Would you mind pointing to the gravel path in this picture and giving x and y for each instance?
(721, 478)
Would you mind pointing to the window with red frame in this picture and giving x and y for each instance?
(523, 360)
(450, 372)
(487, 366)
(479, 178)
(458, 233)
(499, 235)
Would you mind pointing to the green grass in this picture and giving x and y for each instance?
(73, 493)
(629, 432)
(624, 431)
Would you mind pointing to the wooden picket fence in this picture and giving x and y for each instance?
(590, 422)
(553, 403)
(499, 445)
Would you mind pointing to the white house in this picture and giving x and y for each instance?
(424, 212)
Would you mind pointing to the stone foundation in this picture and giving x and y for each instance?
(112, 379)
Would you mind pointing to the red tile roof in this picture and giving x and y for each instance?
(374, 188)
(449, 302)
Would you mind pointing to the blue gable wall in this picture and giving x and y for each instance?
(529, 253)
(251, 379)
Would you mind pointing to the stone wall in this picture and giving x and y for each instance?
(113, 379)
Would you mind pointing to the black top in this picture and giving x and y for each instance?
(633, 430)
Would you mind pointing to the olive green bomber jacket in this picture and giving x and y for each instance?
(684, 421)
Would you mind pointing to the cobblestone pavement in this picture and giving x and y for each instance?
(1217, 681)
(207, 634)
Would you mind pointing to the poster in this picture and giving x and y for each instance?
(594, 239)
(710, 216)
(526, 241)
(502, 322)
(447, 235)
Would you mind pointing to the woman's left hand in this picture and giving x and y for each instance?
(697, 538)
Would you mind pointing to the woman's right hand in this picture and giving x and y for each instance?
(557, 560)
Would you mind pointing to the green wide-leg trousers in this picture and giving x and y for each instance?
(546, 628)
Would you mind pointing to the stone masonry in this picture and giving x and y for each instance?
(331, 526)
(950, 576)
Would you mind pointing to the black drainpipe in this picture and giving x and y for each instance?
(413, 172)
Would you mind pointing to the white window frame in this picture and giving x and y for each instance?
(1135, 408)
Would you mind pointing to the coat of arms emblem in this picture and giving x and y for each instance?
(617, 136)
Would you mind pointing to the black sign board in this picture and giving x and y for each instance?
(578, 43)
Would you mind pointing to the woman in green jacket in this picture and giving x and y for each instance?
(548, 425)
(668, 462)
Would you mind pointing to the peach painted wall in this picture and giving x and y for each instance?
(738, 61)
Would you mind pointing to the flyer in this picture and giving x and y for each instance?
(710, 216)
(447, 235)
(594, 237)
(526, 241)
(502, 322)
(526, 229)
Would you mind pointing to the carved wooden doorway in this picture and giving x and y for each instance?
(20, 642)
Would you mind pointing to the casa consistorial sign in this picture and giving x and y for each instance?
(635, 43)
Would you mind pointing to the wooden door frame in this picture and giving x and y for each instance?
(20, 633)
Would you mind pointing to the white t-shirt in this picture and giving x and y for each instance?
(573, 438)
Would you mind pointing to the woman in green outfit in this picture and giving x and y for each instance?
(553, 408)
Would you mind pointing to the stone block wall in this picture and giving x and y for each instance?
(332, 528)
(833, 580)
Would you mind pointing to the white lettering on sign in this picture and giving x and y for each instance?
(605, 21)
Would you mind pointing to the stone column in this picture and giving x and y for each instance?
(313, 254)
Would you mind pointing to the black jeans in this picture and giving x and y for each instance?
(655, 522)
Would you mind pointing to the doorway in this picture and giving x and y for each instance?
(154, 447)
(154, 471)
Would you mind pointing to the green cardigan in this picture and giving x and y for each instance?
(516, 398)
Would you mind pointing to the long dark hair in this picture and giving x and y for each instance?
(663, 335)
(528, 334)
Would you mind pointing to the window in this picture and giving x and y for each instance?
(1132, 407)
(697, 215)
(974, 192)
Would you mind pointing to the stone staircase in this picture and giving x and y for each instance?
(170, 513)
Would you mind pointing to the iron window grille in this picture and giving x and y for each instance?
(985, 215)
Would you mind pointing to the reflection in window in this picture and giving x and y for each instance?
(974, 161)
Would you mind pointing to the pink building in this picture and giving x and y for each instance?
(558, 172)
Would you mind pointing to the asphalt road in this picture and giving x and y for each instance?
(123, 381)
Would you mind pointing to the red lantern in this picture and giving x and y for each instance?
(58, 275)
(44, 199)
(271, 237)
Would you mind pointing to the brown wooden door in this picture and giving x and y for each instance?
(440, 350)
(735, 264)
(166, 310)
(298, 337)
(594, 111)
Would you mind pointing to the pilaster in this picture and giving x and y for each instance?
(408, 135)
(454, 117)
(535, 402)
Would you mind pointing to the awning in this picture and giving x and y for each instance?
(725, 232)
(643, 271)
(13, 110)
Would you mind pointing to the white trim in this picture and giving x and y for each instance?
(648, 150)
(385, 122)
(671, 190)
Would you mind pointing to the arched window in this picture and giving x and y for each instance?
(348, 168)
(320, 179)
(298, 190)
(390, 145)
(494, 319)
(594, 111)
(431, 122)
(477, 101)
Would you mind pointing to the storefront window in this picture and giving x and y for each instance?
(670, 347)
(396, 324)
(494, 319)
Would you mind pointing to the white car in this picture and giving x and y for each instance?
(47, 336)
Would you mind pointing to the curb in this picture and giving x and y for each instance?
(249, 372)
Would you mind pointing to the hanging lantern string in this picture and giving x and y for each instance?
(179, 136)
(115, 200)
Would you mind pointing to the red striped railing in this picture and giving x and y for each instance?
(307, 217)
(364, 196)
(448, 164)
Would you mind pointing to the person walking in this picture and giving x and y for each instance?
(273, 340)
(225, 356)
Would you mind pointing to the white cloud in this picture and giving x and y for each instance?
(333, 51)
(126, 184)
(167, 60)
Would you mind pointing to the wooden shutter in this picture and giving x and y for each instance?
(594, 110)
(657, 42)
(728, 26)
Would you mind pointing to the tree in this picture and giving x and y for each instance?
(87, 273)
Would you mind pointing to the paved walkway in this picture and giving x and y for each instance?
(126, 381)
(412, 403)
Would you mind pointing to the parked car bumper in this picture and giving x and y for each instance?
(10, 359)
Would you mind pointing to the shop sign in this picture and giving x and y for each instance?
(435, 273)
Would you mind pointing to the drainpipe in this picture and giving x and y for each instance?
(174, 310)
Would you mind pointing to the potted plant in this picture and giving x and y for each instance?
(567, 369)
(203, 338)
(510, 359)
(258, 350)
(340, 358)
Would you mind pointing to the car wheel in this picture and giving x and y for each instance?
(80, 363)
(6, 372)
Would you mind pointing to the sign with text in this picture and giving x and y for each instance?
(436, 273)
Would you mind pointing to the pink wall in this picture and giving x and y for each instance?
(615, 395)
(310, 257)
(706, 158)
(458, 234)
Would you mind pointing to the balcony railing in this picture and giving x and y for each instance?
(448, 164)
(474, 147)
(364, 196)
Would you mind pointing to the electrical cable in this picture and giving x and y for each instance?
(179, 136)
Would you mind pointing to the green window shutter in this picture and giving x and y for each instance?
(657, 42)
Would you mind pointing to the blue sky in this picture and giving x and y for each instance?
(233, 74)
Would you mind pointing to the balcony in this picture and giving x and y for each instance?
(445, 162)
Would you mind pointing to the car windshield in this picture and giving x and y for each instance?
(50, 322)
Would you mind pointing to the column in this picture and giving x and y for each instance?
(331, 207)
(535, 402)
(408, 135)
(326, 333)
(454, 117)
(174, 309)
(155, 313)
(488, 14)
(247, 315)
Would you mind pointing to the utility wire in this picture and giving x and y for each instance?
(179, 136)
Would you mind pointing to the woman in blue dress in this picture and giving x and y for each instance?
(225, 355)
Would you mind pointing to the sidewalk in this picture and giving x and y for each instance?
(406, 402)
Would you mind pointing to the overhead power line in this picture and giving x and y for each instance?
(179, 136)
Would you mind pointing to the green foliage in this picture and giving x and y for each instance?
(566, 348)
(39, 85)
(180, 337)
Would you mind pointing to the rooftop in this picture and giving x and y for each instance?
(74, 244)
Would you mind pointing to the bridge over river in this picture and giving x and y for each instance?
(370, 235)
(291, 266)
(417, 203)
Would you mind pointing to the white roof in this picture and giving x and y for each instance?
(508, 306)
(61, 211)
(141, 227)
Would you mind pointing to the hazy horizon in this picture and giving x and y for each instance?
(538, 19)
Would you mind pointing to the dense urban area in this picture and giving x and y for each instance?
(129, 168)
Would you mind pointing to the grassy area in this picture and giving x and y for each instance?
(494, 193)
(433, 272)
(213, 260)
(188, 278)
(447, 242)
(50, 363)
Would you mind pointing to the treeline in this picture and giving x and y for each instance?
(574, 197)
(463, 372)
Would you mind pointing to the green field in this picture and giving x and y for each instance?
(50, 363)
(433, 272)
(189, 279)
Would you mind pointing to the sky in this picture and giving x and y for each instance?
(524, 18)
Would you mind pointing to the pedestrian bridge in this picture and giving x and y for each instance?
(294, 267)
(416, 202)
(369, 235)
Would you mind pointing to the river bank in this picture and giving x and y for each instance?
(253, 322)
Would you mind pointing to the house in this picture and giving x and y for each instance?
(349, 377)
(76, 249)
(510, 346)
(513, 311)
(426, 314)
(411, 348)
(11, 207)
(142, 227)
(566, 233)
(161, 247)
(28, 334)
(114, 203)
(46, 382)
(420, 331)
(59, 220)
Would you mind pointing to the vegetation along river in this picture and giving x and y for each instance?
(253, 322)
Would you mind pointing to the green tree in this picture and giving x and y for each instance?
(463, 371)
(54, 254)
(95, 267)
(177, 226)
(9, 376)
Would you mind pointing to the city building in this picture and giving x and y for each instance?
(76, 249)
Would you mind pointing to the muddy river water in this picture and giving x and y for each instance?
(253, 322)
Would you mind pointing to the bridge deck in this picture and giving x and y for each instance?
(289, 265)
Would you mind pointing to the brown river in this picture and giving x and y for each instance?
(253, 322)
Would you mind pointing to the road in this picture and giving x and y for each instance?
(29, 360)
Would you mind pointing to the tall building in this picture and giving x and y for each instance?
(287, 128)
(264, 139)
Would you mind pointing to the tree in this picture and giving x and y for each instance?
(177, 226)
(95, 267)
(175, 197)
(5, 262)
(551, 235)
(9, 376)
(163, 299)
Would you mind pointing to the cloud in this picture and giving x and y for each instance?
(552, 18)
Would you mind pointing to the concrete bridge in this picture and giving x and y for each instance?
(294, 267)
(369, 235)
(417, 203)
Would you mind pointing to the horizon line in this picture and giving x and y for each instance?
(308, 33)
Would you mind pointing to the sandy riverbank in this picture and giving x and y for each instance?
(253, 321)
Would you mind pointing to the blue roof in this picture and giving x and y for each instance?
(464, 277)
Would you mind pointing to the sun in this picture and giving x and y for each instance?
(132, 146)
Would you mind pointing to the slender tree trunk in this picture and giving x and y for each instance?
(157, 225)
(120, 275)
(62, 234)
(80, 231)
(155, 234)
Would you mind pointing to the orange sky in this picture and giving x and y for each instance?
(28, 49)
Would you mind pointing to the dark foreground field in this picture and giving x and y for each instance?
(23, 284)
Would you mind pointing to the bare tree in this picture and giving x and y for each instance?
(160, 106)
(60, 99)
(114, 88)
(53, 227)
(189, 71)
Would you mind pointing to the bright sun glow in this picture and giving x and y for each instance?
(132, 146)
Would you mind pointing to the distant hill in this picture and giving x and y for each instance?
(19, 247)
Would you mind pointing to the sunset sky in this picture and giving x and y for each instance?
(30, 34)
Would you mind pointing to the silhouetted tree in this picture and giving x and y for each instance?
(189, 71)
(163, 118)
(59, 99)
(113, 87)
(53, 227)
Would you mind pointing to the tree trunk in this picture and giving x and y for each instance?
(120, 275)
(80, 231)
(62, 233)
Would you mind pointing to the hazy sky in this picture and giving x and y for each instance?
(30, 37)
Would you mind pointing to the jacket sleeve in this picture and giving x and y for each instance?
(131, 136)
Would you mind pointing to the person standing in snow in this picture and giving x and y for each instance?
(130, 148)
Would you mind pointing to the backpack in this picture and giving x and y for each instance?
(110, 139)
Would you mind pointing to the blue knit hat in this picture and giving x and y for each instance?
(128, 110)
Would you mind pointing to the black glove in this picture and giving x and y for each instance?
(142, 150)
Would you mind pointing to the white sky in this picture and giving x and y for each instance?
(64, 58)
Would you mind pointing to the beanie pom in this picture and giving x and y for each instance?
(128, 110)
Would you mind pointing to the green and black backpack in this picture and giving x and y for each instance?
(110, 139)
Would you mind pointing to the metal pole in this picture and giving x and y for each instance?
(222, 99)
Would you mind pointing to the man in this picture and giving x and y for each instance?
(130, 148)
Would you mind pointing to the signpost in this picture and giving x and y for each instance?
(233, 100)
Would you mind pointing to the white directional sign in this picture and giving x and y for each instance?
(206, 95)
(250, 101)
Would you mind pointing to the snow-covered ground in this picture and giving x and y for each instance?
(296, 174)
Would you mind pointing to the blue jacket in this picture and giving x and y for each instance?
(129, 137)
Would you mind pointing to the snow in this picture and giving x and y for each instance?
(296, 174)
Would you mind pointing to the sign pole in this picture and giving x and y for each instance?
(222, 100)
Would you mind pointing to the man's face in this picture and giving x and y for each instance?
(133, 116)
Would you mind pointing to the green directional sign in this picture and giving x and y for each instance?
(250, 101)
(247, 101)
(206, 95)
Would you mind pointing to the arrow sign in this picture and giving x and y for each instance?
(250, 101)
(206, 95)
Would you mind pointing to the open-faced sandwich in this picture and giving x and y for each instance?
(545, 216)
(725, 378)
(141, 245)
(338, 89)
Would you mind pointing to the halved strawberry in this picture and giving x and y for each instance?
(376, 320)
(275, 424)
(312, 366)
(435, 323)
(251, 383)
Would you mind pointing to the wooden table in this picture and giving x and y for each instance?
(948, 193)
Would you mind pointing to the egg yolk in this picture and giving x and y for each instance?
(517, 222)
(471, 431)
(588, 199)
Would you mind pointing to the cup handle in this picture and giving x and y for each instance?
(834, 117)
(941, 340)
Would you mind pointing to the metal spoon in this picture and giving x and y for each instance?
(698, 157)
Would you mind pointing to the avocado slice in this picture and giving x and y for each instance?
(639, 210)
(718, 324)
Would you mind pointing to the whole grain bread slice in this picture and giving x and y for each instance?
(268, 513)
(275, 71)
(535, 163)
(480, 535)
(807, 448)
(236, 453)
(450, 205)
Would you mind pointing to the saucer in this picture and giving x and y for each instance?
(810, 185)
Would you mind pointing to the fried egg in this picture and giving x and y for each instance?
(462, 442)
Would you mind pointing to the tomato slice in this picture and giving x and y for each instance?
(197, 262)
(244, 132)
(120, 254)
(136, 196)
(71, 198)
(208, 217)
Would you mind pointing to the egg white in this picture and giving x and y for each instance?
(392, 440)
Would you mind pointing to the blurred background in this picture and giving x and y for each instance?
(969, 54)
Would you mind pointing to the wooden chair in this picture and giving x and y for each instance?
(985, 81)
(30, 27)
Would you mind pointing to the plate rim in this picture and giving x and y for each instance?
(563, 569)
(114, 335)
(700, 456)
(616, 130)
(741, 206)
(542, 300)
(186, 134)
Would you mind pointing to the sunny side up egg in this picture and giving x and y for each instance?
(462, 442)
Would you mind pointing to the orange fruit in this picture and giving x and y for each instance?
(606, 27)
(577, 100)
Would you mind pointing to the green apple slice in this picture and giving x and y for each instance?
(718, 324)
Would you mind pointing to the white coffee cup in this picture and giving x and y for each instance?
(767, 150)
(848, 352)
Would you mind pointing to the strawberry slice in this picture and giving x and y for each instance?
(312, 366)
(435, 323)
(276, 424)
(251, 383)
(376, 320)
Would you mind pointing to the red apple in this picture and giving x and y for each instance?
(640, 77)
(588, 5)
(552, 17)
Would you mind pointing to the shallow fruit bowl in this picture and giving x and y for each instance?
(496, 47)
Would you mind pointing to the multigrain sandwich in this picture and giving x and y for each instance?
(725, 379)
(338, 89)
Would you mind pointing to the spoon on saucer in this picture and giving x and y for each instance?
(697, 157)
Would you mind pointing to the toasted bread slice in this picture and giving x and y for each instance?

> _Directive_
Extract, unchanged, the closing run of lines that opens with the line containing "Would you mind pointing to the whole" and ends with the last line.

> _Worked solution_
Would you mind pointing to the whole grain bread slice in this picture and giving x and y for each instance?
(268, 513)
(275, 71)
(535, 163)
(480, 535)
(807, 448)
(236, 453)
(450, 205)
Would you mind pointing to the saucer in this picture and giving x and y for each instance?
(810, 185)
Would you mind pointing to the fried egg in this picture and giving x and y for each instance?
(462, 442)
Would you mind pointing to the tomato slice in this picture and giving x and y for each instance?
(197, 262)
(244, 132)
(120, 254)
(136, 196)
(71, 198)
(208, 217)
Would you mind pointing to the egg white in this picture and giving x and y for each instance?
(392, 440)
Would you mind pointing to the blurred background in this picture and giving x and y for each instance?
(969, 54)
Would you mind pointing to the wooden chair in this picture and giving x and y for each instance?
(985, 81)
(30, 27)
Would you mind pointing to the plate rim in this picture and giving x and y for each instance?
(563, 569)
(114, 335)
(700, 456)
(616, 130)
(741, 206)
(542, 300)
(186, 134)
Would you mind pointing to the sunny side up egg in this picture and giving x and y for each instance?
(462, 442)
Would you mind pointing to the orange fruit in this picture and giving x and y for each instance?
(606, 27)
(577, 100)
Would you mind pointing to the green apple slice in this picture and giving x and y for each instance?
(718, 324)
Would you mind pointing to the white coffee cup in this picture and giving x and y for each instance?
(767, 150)
(848, 352)
Would you mind pointing to the strawberry slice in this picture and giving x and y for each instance?
(312, 366)
(435, 323)
(276, 424)
(251, 383)
(376, 320)
Would you mind pointing to the red apple in this picture and giving x and y for each instance?
(640, 77)
(588, 5)
(552, 17)
Would you mind pointing to the shallow fruit bowl in this picture and giving x and y for each instance?
(496, 47)
Would you mind pointing to the multigrain sandwich in this picture and giving x and y for each instance?
(725, 379)
(338, 89)
Would you mind pointing to the spoon on saucer in this picture and giving x and y for each instance?
(697, 157)
Would you mind pointing to the toasted bread slice in this picture and giving x and y for each instance?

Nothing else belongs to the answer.